→ Task 1
In the entries below, set down verbatim the lines from the one with "Place a point on each instance of the lichen" to the one with "x=770, y=259", both included.

→ Excerpted text
482. Girolamo Alberti, Venetian Secretary in England, to the Doge and Senate.
The king on returning from Newmarket found letters from the envoy Porter. He writes from Ostend that at sea he fell in with Don Marco de Velasco, returning from England in an Ostend frigate armed with 24 guns. He fired a signal gun to warn them to dip to the king's flag, displayed on the yacht, a small vessel with 8 or 10 insignificant guns, only used to carry persons of quality across the Channel. (fn. 4) As the Spaniard made no sign the yacht, on nearing the coast of Flanders, fired a shotted gun which tore a lot of tackle, but the Spaniard made no sign whatever. Here the envoy Bergheik protests to the Court that Porter did not fall in with the frigate until he was under the guns of Ostend where the Spaniard never imagined he would have to recognise the supremacy of the English flag, and did not repel the insult received from the yacht as a mark of excessive civility to the king here.
This protestation does not satisfy them here and they are complaining to the governor of Flanders and the Court of Spain. But I fancy they will rest content with a very mild apology in order not to make matters worse. The Spaniards assert that they are not bound by any agreement to acknowledge English supremacy and by proclaiming their intention to persevere in the old custom of obedience to the strongest they stifle at its birth the jurisdiction claimed by England by virtue of the last treaty with Holland, arranged by the Spaniards themselves.

→ Items
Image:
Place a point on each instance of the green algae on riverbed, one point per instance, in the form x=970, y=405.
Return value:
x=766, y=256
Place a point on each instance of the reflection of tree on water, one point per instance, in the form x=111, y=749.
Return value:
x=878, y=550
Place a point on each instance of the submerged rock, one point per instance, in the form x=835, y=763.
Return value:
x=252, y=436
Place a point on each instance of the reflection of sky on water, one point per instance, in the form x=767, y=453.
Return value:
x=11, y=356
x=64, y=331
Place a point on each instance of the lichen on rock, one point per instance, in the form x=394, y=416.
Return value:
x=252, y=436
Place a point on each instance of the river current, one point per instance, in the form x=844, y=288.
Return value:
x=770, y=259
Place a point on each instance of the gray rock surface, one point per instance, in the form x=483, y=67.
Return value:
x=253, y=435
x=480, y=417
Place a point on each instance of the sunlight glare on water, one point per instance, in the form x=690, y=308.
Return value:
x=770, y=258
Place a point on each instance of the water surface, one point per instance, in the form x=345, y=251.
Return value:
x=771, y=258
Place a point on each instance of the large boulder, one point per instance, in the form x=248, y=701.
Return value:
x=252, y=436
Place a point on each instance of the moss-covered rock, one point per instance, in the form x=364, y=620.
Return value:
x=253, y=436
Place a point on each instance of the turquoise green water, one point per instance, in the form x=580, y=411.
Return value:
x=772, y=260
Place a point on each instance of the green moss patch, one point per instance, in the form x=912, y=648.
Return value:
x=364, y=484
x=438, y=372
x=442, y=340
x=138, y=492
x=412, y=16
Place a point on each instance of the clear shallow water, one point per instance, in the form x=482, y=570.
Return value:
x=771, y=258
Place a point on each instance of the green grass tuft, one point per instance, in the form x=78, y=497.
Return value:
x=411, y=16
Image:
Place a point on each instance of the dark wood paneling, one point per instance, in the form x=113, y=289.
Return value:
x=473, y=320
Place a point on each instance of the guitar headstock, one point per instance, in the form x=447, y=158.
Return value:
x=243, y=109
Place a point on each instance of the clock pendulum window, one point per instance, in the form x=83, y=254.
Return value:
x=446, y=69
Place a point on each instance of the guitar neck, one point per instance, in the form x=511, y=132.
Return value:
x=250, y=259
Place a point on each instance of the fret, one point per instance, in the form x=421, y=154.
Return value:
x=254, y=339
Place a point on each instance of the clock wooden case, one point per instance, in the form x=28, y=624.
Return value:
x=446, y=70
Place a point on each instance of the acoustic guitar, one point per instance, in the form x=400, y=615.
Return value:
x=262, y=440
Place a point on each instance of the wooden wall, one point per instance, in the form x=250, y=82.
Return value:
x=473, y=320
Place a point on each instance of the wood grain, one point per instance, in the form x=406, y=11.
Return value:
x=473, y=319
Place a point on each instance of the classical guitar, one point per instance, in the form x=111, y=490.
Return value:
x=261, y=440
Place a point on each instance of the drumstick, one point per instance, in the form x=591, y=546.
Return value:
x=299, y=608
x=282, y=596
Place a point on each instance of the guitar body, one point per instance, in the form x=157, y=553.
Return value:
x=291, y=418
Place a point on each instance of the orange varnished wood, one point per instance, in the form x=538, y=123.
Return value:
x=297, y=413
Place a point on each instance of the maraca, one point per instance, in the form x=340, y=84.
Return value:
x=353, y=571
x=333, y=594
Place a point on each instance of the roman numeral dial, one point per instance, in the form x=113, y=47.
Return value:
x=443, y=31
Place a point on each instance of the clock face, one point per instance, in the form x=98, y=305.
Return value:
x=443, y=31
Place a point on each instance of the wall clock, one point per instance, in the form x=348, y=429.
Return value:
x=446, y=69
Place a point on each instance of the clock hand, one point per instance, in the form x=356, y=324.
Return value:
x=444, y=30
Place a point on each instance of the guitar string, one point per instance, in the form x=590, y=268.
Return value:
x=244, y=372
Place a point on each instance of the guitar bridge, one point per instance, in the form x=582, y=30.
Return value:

→ Task 2
From the Venetian dispatch above, extract the passage from "This protestation does" to "the Spaniards themselves." word for word.

→ Reply 1
Place a point on each instance of the lichen on rock, one point per instance, in the form x=394, y=416.
Return value:
x=252, y=436
Place a point on each instance of the river current, one point per instance, in the form x=844, y=288.
Return value:
x=770, y=259

→ Reply 2
This protestation does not satisfy them here and they are complaining to the governor of Flanders and the Court of Spain. But I fancy they will rest content with a very mild apology in order not to make matters worse. The Spaniards assert that they are not bound by any agreement to acknowledge English supremacy and by proclaiming their intention to persevere in the old custom of obedience to the strongest they stifle at its birth the jurisdiction claimed by England by virtue of the last treaty with Holland, arranged by the Spaniards themselves.